→ Problem to work on: In the items that follow, reproduce word for word the lines beginning with the line containing "Task: one point marks each instance of the flowing" and continuing through the line containing "x=238, y=484", including both of those lines and nothing else.

[Rows taken from a pointing dataset]
===
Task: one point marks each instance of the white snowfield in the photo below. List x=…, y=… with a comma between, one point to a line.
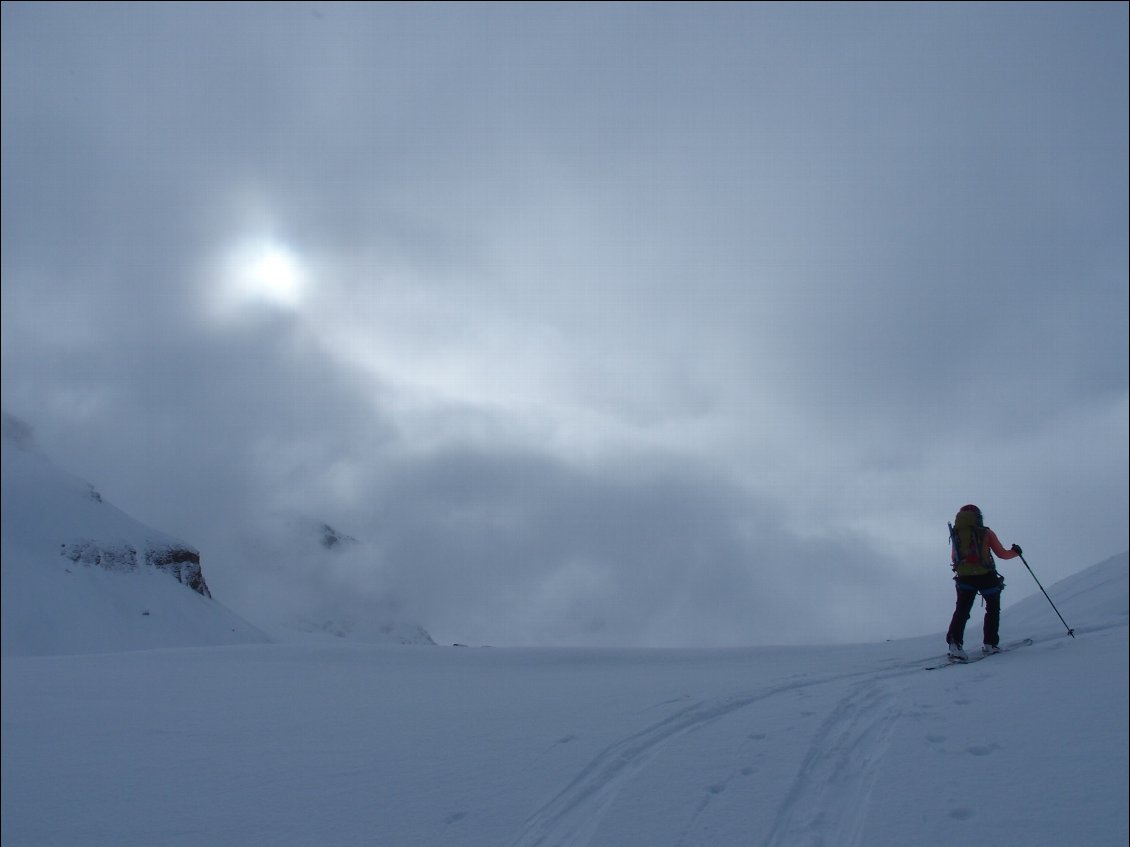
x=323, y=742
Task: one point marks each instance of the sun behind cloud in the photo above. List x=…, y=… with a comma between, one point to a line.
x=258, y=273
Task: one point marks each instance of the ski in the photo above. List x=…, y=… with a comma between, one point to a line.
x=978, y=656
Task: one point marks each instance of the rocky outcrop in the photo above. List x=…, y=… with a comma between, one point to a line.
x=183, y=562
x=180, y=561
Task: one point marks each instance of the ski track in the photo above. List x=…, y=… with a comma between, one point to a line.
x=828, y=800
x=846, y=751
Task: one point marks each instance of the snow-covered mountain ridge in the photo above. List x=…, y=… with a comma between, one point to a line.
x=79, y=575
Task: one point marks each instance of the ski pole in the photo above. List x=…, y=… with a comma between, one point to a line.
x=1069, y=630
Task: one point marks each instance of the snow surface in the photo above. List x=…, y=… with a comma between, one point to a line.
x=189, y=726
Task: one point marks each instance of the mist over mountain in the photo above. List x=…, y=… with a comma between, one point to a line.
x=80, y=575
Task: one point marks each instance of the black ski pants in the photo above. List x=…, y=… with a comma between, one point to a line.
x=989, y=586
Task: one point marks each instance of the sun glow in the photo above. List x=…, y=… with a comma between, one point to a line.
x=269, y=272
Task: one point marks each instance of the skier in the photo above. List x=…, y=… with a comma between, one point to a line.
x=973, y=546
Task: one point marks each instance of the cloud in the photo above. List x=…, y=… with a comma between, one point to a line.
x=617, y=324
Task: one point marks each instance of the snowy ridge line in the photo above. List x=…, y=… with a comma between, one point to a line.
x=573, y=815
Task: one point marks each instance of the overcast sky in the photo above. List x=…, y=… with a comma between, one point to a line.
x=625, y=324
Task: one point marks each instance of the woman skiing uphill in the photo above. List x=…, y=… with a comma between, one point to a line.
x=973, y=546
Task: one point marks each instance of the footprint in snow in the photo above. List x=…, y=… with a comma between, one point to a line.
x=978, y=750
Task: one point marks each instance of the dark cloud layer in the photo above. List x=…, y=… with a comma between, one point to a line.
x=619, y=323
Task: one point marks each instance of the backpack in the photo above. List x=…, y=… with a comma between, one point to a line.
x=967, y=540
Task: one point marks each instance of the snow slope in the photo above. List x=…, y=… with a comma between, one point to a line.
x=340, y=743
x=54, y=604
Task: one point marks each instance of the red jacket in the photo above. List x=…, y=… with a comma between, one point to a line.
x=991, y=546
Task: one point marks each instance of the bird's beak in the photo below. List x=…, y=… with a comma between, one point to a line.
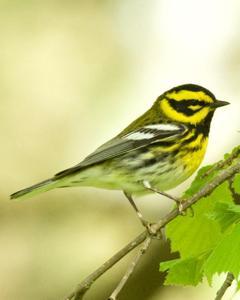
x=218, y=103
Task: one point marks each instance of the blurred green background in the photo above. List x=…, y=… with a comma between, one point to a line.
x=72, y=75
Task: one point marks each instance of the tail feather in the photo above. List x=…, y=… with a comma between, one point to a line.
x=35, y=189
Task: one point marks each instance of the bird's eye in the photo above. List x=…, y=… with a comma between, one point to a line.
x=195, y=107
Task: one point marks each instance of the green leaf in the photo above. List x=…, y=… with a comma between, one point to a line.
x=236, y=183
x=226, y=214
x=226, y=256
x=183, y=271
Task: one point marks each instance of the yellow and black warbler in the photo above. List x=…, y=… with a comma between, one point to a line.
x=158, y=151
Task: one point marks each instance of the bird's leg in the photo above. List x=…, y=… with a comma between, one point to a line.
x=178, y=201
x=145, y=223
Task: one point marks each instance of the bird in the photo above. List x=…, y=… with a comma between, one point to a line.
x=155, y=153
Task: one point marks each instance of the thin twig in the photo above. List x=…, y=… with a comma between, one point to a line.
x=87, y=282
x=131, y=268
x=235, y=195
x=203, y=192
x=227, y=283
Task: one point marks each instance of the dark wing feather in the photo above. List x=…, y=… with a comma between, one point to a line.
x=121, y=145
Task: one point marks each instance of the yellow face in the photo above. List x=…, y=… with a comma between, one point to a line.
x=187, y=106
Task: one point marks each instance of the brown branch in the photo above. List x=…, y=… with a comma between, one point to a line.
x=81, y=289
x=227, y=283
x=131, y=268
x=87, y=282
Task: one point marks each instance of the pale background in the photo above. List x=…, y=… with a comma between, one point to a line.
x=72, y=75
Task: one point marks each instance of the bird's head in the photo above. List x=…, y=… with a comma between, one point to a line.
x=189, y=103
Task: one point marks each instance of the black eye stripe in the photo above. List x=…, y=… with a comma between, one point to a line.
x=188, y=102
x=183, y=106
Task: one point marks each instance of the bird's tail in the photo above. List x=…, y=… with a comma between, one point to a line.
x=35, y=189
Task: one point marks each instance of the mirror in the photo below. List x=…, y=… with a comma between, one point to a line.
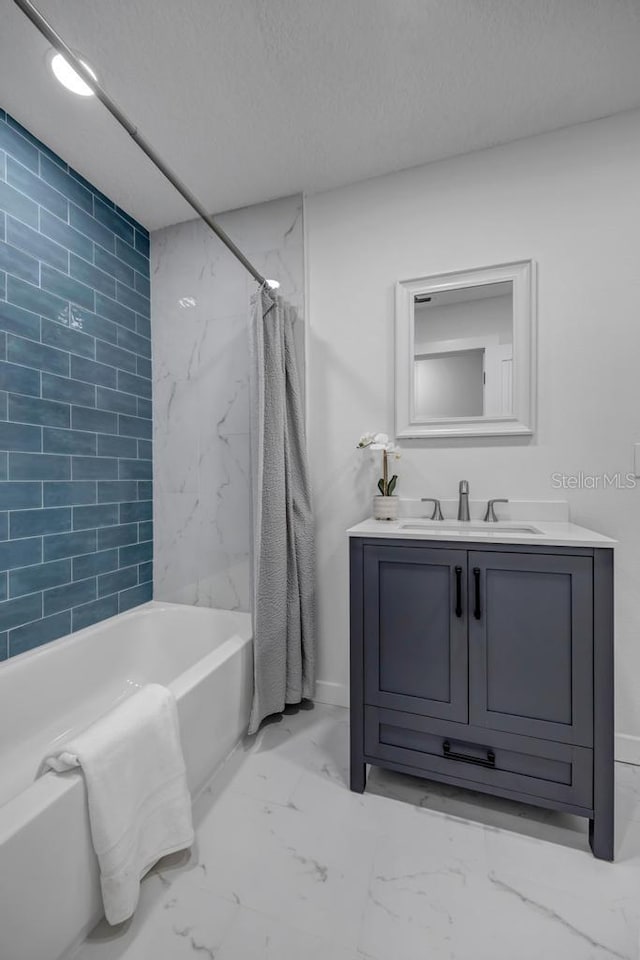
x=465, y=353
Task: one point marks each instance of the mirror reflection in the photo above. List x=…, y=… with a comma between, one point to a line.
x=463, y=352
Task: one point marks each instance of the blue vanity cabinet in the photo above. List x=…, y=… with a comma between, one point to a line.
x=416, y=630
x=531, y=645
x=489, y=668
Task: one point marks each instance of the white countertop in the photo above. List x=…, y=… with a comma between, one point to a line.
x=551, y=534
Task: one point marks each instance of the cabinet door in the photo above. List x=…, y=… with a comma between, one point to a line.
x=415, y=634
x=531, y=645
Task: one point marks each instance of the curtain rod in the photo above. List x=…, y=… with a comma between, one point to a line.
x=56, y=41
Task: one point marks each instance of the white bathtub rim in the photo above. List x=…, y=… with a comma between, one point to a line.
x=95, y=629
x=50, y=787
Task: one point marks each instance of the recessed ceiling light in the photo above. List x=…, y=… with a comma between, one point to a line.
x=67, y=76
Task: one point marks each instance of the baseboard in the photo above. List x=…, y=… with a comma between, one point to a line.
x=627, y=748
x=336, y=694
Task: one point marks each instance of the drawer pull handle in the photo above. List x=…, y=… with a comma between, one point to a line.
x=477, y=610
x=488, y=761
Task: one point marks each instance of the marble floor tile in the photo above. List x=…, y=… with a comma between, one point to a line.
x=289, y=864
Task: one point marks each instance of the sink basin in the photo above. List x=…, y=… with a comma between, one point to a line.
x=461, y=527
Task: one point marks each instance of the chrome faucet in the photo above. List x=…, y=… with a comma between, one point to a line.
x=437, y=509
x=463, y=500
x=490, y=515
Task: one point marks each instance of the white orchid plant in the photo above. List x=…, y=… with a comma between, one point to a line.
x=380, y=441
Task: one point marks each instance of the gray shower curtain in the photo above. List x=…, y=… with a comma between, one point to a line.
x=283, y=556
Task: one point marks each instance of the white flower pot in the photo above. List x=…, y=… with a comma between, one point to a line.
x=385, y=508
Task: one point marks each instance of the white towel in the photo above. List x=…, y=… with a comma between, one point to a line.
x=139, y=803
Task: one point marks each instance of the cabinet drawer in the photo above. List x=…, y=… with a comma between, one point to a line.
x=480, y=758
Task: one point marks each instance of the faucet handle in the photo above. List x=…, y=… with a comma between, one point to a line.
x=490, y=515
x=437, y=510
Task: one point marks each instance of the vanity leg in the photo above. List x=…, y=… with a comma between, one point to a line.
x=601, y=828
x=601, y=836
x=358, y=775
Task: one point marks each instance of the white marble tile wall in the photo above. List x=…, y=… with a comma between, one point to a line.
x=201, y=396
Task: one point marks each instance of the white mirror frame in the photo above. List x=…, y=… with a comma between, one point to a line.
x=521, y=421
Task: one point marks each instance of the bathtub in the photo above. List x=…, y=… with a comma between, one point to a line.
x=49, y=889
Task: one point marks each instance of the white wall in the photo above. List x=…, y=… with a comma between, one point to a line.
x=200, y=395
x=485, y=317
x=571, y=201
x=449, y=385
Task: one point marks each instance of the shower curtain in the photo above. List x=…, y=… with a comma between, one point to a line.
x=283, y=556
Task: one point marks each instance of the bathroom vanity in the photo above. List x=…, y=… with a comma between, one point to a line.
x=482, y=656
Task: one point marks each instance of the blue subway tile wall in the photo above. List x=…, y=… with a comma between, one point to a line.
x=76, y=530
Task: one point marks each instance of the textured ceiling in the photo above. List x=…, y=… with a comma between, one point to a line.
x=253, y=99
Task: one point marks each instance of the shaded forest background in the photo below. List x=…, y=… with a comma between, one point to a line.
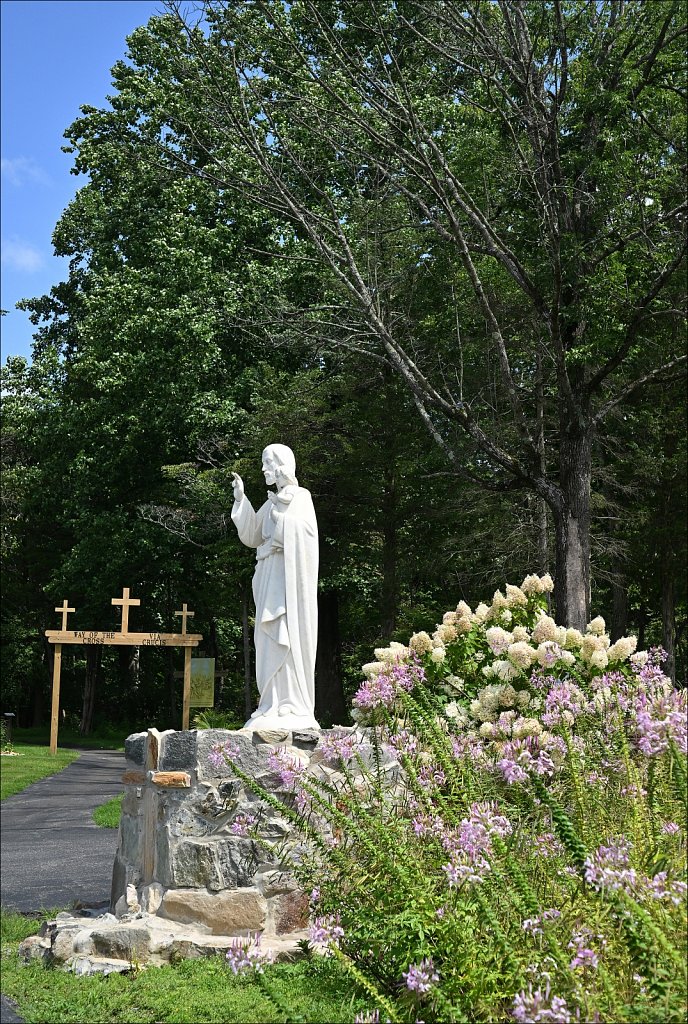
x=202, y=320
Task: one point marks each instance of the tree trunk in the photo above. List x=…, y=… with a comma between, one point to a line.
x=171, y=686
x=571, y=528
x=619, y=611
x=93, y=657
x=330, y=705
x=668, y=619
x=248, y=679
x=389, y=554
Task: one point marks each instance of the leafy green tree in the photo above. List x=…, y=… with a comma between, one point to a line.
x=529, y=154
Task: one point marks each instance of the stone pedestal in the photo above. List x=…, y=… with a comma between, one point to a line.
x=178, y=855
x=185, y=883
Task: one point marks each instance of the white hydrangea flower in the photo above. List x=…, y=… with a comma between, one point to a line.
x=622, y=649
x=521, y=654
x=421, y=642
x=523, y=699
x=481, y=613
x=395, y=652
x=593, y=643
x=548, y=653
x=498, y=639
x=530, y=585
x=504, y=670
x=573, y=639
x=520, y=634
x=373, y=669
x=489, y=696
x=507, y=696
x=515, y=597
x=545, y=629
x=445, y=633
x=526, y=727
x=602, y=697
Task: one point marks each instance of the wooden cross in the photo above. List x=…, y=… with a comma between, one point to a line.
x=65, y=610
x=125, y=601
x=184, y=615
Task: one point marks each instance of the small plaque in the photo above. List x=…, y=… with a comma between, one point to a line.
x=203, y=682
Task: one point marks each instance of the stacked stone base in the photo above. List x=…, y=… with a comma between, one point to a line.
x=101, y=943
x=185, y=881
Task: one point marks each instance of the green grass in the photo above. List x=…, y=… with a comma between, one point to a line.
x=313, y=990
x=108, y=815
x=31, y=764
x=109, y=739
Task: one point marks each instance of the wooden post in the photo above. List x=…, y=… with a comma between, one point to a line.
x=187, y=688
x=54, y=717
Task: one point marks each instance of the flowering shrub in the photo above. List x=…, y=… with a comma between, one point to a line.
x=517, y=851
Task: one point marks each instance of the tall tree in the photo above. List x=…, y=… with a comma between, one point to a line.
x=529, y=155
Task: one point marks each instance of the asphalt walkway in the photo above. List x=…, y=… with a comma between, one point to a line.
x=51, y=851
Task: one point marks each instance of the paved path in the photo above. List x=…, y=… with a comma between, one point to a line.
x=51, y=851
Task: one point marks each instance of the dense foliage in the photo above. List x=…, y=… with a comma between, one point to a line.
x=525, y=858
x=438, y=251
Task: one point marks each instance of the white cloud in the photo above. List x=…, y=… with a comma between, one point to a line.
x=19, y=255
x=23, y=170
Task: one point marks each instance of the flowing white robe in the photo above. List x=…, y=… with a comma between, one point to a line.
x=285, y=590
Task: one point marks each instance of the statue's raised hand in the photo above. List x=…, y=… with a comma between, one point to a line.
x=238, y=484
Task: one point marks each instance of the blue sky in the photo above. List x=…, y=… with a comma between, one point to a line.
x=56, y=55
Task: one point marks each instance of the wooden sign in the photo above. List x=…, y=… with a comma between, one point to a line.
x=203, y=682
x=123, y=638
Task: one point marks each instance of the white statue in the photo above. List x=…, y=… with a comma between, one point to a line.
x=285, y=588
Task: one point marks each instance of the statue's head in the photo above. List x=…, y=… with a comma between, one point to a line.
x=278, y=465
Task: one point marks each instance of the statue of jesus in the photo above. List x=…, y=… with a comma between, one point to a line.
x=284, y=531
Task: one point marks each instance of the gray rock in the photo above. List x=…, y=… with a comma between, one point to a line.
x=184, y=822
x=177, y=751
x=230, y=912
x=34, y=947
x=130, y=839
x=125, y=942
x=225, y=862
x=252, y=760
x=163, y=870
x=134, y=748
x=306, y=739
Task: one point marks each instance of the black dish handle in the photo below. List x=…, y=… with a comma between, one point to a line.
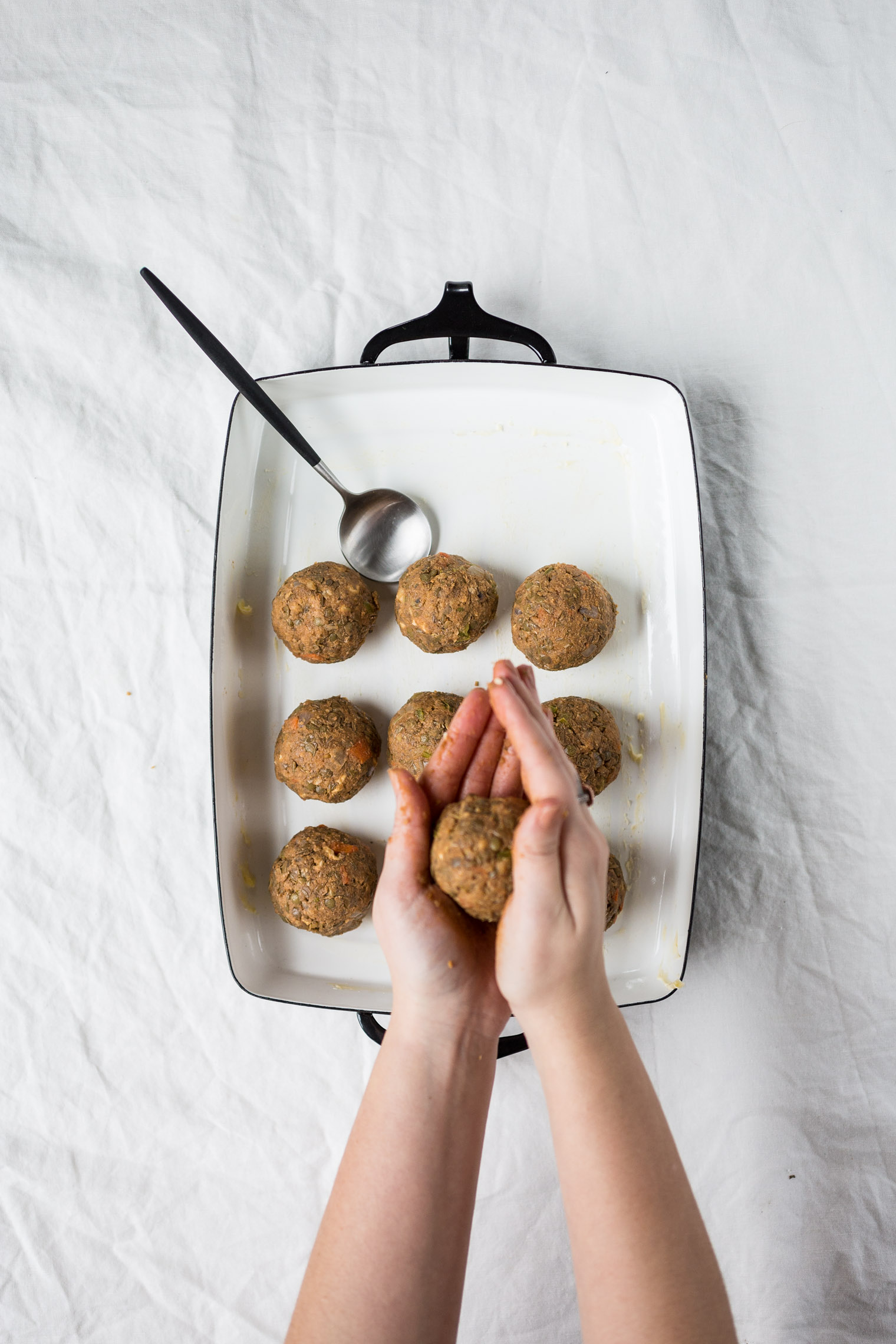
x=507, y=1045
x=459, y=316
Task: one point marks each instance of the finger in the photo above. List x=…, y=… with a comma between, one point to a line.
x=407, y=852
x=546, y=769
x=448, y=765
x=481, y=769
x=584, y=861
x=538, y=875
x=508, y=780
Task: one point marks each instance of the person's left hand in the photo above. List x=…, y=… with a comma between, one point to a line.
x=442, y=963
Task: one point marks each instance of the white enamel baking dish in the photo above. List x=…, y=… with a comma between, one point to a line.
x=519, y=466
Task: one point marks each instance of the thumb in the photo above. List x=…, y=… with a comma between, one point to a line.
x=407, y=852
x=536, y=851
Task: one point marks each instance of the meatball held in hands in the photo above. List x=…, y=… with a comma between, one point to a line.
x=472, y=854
===
→ Written response:
Task: one point marks each instance of the flowing white robe in the photo above. List x=…, y=… with a comma between, one point to a line.
x=285, y=590
Task: one point marks each instance of the statue's raised hand in the photo above. List x=…, y=… with a comma between, one point to a line.
x=238, y=484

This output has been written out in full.